Starting at the line that contains "[mark] tree (a", retype each line to the end of the listing below. Include both ends, but not the pictures.

* BEGIN *

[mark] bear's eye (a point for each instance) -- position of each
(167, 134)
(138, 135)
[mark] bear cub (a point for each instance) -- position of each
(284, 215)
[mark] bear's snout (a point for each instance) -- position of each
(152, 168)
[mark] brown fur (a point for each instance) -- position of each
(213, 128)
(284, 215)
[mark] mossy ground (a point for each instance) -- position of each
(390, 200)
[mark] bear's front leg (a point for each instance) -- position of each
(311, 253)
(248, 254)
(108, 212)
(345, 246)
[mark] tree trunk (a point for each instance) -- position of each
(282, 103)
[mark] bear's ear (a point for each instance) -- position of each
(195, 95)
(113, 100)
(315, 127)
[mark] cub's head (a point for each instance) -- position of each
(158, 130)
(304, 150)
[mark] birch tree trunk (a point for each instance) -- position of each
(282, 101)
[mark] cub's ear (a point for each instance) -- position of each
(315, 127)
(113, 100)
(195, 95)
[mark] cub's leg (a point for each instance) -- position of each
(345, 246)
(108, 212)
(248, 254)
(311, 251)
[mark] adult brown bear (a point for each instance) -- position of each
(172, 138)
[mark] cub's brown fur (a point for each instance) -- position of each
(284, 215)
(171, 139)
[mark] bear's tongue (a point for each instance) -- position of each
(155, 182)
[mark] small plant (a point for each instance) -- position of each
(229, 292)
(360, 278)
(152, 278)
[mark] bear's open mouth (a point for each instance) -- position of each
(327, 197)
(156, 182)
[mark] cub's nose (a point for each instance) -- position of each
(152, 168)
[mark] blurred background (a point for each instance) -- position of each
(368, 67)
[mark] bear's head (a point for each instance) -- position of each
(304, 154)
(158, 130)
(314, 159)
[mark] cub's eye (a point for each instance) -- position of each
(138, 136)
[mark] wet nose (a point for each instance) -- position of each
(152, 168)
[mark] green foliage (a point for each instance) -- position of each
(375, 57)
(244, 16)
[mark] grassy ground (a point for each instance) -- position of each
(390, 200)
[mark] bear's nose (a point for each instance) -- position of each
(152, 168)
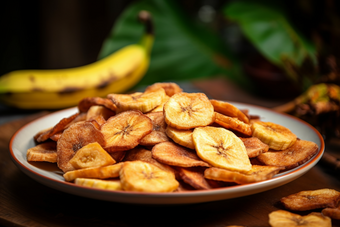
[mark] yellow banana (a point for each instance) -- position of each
(60, 88)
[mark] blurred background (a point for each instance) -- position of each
(271, 49)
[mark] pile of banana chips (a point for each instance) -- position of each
(167, 140)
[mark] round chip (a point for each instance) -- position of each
(73, 138)
(145, 177)
(188, 110)
(221, 148)
(124, 131)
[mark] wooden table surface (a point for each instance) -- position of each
(25, 202)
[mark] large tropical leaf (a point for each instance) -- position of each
(268, 29)
(182, 50)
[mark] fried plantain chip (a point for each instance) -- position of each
(193, 177)
(158, 132)
(254, 146)
(142, 154)
(333, 213)
(233, 124)
(181, 137)
(96, 111)
(59, 127)
(104, 172)
(44, 152)
(300, 152)
(91, 155)
(142, 101)
(73, 138)
(86, 103)
(230, 110)
(188, 110)
(312, 199)
(221, 148)
(169, 88)
(145, 177)
(256, 174)
(125, 130)
(175, 155)
(282, 218)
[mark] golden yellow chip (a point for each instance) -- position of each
(221, 148)
(256, 174)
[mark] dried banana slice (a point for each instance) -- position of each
(91, 155)
(145, 177)
(276, 136)
(228, 109)
(143, 102)
(188, 110)
(282, 218)
(181, 137)
(125, 130)
(254, 146)
(105, 172)
(158, 132)
(256, 174)
(160, 107)
(169, 88)
(73, 138)
(101, 184)
(333, 213)
(142, 154)
(312, 199)
(233, 124)
(193, 177)
(59, 127)
(175, 155)
(95, 111)
(85, 104)
(221, 148)
(300, 152)
(44, 152)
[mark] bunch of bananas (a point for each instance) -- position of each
(60, 88)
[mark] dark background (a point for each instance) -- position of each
(54, 33)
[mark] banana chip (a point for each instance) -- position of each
(282, 218)
(174, 155)
(91, 155)
(86, 103)
(145, 177)
(221, 148)
(234, 124)
(101, 184)
(181, 137)
(299, 153)
(312, 199)
(44, 152)
(73, 138)
(169, 88)
(142, 101)
(276, 136)
(254, 146)
(228, 109)
(105, 172)
(193, 177)
(188, 110)
(125, 130)
(256, 174)
(158, 134)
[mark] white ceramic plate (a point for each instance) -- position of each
(49, 175)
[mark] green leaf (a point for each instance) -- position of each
(182, 50)
(268, 29)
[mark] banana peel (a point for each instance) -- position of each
(61, 88)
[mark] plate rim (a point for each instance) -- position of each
(168, 198)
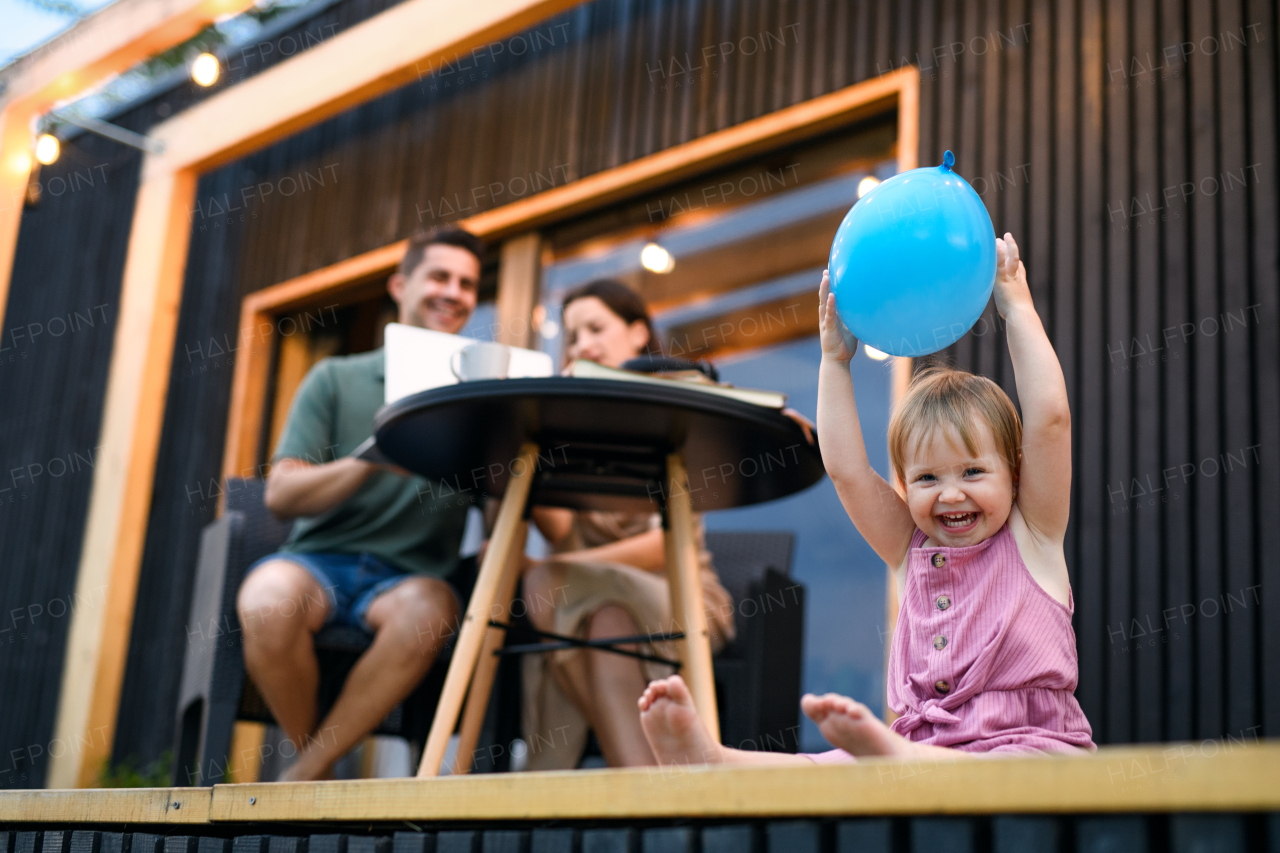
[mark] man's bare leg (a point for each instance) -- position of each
(679, 737)
(411, 623)
(280, 607)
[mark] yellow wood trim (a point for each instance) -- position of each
(782, 127)
(246, 757)
(389, 50)
(106, 42)
(519, 272)
(120, 496)
(16, 164)
(1175, 779)
(1208, 776)
(108, 806)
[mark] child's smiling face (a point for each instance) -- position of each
(956, 497)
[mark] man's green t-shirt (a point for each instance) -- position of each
(396, 518)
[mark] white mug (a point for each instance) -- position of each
(480, 360)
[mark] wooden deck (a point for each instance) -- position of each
(1210, 776)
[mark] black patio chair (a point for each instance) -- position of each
(758, 675)
(215, 692)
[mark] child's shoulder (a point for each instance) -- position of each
(1045, 559)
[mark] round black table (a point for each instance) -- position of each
(602, 443)
(586, 443)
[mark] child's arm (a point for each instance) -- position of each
(874, 507)
(1045, 480)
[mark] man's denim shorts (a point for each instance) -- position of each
(353, 580)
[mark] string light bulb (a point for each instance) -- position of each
(656, 259)
(205, 71)
(48, 149)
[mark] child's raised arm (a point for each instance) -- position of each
(874, 507)
(1045, 479)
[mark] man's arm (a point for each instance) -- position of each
(298, 488)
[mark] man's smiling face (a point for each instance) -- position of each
(440, 292)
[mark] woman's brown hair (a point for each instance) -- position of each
(625, 302)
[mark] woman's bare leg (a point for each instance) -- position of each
(615, 683)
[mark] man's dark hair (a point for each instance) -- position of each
(446, 236)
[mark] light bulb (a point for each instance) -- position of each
(48, 149)
(656, 259)
(205, 69)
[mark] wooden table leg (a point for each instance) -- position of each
(475, 624)
(686, 594)
(481, 683)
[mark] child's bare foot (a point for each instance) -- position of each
(671, 724)
(851, 726)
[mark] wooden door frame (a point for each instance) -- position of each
(352, 68)
(356, 65)
(520, 219)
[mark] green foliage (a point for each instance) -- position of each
(129, 774)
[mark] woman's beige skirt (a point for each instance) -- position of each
(554, 730)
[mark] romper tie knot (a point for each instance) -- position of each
(929, 712)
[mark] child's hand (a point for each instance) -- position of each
(837, 341)
(1010, 277)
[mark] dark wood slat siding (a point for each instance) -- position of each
(1175, 278)
(1235, 483)
(1073, 141)
(1144, 396)
(1264, 128)
(1153, 264)
(55, 347)
(69, 260)
(1118, 320)
(1207, 437)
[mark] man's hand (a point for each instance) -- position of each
(296, 488)
(1011, 290)
(837, 342)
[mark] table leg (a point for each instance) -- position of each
(686, 594)
(481, 683)
(475, 624)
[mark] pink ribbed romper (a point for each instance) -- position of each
(983, 658)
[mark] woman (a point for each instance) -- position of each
(606, 578)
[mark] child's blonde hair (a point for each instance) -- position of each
(944, 396)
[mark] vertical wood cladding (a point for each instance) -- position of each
(55, 350)
(55, 347)
(1130, 147)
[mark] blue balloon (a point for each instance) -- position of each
(914, 261)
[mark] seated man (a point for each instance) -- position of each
(370, 548)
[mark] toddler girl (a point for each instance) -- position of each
(983, 655)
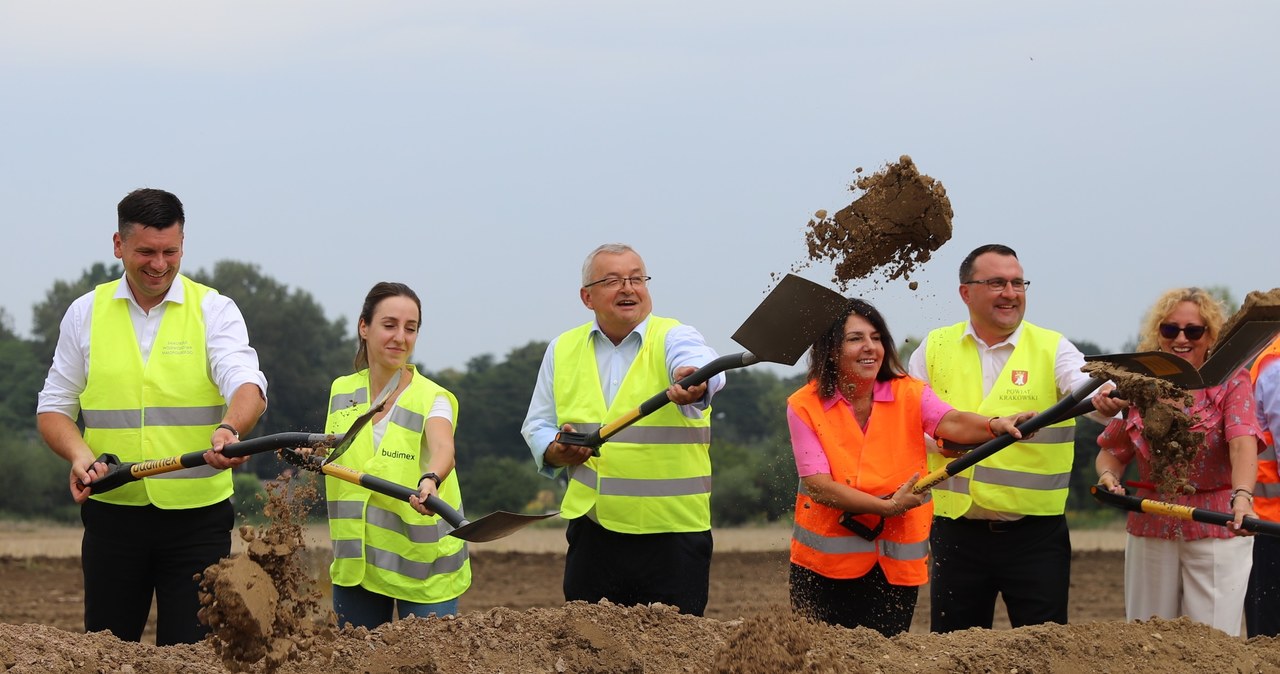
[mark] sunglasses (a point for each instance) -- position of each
(1192, 331)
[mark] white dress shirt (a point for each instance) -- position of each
(684, 347)
(232, 362)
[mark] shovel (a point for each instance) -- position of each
(778, 331)
(487, 528)
(1125, 501)
(1048, 417)
(120, 473)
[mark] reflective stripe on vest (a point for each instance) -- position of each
(161, 408)
(877, 462)
(1027, 477)
(652, 477)
(641, 435)
(379, 542)
(1266, 494)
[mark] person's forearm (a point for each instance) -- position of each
(1244, 462)
(245, 408)
(63, 436)
(1109, 463)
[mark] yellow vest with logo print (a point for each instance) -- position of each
(161, 408)
(653, 476)
(1028, 477)
(380, 542)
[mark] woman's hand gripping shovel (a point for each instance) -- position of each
(487, 528)
(119, 473)
(1137, 504)
(778, 331)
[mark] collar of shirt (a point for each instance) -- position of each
(1009, 342)
(176, 294)
(638, 333)
(881, 393)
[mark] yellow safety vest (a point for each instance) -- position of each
(656, 475)
(1028, 477)
(1266, 494)
(161, 408)
(380, 542)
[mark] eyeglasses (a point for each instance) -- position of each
(1192, 331)
(613, 283)
(997, 285)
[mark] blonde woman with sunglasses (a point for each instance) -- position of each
(1175, 567)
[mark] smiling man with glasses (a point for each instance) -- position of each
(999, 528)
(639, 514)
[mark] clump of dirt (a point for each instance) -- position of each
(1166, 425)
(1258, 306)
(900, 219)
(263, 605)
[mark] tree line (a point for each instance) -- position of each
(301, 352)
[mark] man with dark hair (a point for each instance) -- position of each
(639, 516)
(999, 528)
(154, 365)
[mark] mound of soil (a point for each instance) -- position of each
(900, 219)
(607, 638)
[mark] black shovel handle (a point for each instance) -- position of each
(1083, 407)
(1137, 504)
(1048, 417)
(394, 490)
(119, 473)
(598, 438)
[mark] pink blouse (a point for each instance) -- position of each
(1221, 413)
(810, 459)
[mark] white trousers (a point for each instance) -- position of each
(1203, 579)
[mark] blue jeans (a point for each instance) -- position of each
(362, 608)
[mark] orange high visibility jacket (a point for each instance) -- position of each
(877, 462)
(1266, 494)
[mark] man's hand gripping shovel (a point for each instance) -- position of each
(1252, 329)
(119, 473)
(780, 330)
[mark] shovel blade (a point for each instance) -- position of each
(1239, 348)
(1155, 363)
(789, 320)
(498, 525)
(1242, 345)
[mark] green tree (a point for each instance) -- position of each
(300, 351)
(493, 399)
(499, 484)
(48, 315)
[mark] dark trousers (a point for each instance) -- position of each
(131, 553)
(638, 568)
(869, 601)
(1028, 562)
(1262, 601)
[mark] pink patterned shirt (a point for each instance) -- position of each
(810, 458)
(1224, 412)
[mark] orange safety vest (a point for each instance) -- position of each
(877, 462)
(1266, 494)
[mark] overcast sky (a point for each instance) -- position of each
(478, 151)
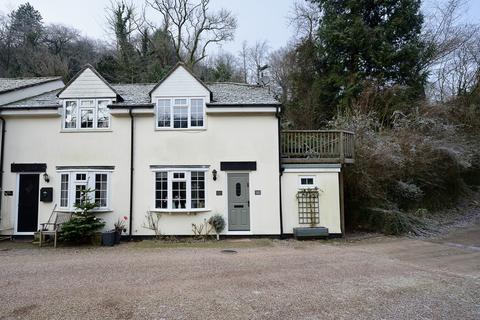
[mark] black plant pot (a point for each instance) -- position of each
(118, 236)
(108, 238)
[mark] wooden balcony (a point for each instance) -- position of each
(317, 146)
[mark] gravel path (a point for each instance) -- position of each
(377, 278)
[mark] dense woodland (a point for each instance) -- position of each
(404, 78)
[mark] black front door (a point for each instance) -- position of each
(28, 203)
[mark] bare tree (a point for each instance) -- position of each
(453, 50)
(257, 56)
(281, 64)
(244, 58)
(305, 18)
(193, 27)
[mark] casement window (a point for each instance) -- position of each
(180, 113)
(84, 114)
(180, 190)
(73, 183)
(307, 182)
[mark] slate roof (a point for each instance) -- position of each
(12, 84)
(228, 93)
(223, 94)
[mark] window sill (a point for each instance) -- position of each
(180, 211)
(84, 130)
(93, 211)
(181, 129)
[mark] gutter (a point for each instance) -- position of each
(2, 149)
(277, 114)
(132, 122)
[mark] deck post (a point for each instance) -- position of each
(342, 151)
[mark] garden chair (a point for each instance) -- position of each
(53, 227)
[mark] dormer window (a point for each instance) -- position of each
(180, 113)
(86, 114)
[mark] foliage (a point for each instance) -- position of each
(121, 224)
(423, 160)
(218, 222)
(202, 231)
(83, 224)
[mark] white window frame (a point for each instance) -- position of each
(89, 183)
(307, 186)
(188, 179)
(79, 107)
(189, 108)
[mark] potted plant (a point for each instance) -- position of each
(83, 224)
(119, 227)
(218, 223)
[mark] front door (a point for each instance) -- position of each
(28, 203)
(238, 202)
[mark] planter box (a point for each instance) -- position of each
(97, 239)
(310, 232)
(118, 236)
(108, 238)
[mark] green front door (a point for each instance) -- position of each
(238, 202)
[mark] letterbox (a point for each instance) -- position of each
(46, 194)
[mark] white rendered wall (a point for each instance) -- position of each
(87, 85)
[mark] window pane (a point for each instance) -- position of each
(238, 189)
(163, 113)
(161, 190)
(179, 194)
(70, 114)
(78, 193)
(103, 114)
(64, 191)
(180, 117)
(101, 190)
(86, 118)
(197, 190)
(180, 102)
(196, 113)
(179, 175)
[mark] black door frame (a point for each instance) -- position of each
(17, 202)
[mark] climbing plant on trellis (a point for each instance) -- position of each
(308, 206)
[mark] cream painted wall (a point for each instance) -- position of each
(87, 85)
(181, 84)
(226, 137)
(40, 140)
(329, 201)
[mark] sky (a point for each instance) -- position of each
(257, 19)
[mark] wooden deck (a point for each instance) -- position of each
(317, 146)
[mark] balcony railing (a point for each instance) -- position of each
(317, 146)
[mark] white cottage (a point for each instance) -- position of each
(180, 147)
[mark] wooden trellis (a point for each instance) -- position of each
(308, 206)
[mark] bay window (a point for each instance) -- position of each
(179, 190)
(73, 184)
(180, 113)
(86, 114)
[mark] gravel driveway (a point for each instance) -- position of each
(380, 278)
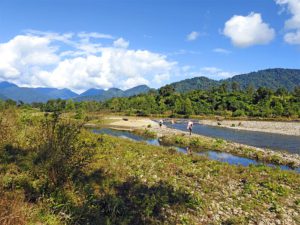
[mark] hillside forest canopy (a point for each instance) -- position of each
(228, 99)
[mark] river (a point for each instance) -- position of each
(214, 155)
(258, 139)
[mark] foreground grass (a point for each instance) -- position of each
(126, 182)
(175, 188)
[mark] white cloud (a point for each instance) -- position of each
(293, 38)
(245, 31)
(221, 50)
(192, 36)
(63, 61)
(121, 43)
(292, 24)
(95, 35)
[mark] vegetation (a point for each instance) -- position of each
(269, 78)
(52, 171)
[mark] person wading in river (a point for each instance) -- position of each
(190, 126)
(161, 123)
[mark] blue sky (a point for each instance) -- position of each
(147, 41)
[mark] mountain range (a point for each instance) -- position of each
(270, 78)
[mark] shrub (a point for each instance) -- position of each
(61, 155)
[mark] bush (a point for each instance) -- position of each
(238, 113)
(61, 155)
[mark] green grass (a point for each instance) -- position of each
(128, 182)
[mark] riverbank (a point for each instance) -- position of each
(199, 142)
(285, 128)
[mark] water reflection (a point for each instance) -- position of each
(214, 155)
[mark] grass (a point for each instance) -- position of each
(127, 182)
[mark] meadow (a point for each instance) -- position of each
(54, 171)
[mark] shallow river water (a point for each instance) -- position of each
(258, 139)
(214, 155)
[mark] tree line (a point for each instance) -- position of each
(225, 100)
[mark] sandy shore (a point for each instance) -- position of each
(287, 128)
(131, 123)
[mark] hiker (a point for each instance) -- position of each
(190, 126)
(161, 123)
(188, 150)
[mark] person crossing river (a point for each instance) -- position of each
(190, 126)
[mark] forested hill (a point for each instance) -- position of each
(196, 83)
(269, 78)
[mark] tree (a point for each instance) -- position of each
(235, 86)
(166, 90)
(70, 105)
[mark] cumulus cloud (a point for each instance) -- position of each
(221, 50)
(245, 31)
(74, 61)
(293, 23)
(121, 43)
(192, 36)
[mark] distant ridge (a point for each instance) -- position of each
(101, 95)
(270, 78)
(29, 95)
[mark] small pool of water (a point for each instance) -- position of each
(214, 155)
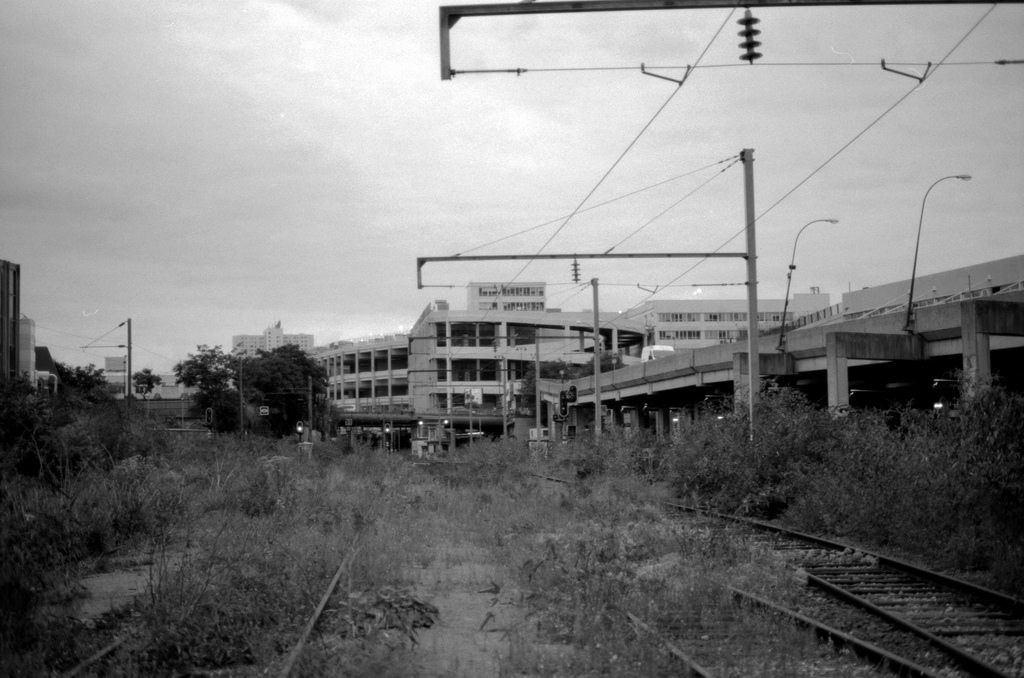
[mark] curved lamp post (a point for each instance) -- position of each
(921, 221)
(788, 280)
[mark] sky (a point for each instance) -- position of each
(208, 169)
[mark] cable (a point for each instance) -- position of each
(624, 154)
(594, 207)
(1003, 61)
(77, 336)
(136, 345)
(673, 206)
(100, 337)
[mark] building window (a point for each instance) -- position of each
(522, 305)
(725, 335)
(726, 318)
(679, 318)
(679, 335)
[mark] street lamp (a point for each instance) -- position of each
(788, 280)
(913, 271)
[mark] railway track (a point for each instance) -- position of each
(979, 630)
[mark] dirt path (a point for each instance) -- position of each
(477, 615)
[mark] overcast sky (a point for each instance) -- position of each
(209, 168)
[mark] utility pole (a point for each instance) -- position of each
(309, 386)
(502, 364)
(598, 413)
(537, 382)
(129, 391)
(242, 417)
(754, 362)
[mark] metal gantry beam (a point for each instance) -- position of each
(452, 13)
(420, 261)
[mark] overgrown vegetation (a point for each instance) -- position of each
(946, 490)
(243, 537)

* END *

**RESULT:**
[mark] tree (a point for each instance) -- position of each
(235, 86)
(166, 90)
(70, 105)
[mark] cumulus cloud (a point for each instance) -- position of each
(221, 50)
(245, 31)
(74, 61)
(293, 23)
(121, 43)
(192, 36)
[mark] distant ridge (a point for each instance) -- position of each
(101, 95)
(270, 78)
(29, 95)
[mark] small pool of water (a point for each instance) -- position of each
(214, 155)
[mark] curved lamp post (a point for each instance) -- position of each
(921, 221)
(788, 280)
[mark] sky (a point for each instance) -- position of each
(208, 169)
[mark] cable (a point for each instance) -- position of each
(624, 154)
(594, 207)
(1003, 61)
(77, 336)
(136, 345)
(673, 206)
(100, 337)
[mark] building window (a point for each instance) -- position of each
(522, 305)
(725, 335)
(726, 318)
(679, 318)
(679, 335)
[mark] street lamp (a point for each instance) -- position of each
(788, 280)
(913, 271)
[mark] railway track (a point for each instance) -- position of each
(979, 630)
[mark] dirt path (a point for each instance) -- position of each
(477, 615)
[mark] overcast sky (a point for each instance) -- position of each
(209, 168)
[mark] utility pole (a point for each instance) -- position of each
(309, 386)
(502, 364)
(598, 413)
(537, 382)
(129, 391)
(242, 417)
(754, 362)
[mark] metal gantry beam (a point for each instance) -- position of each
(452, 13)
(420, 261)
[mark] overgrown vegetation (a point for each instance) -- position of each
(946, 490)
(243, 537)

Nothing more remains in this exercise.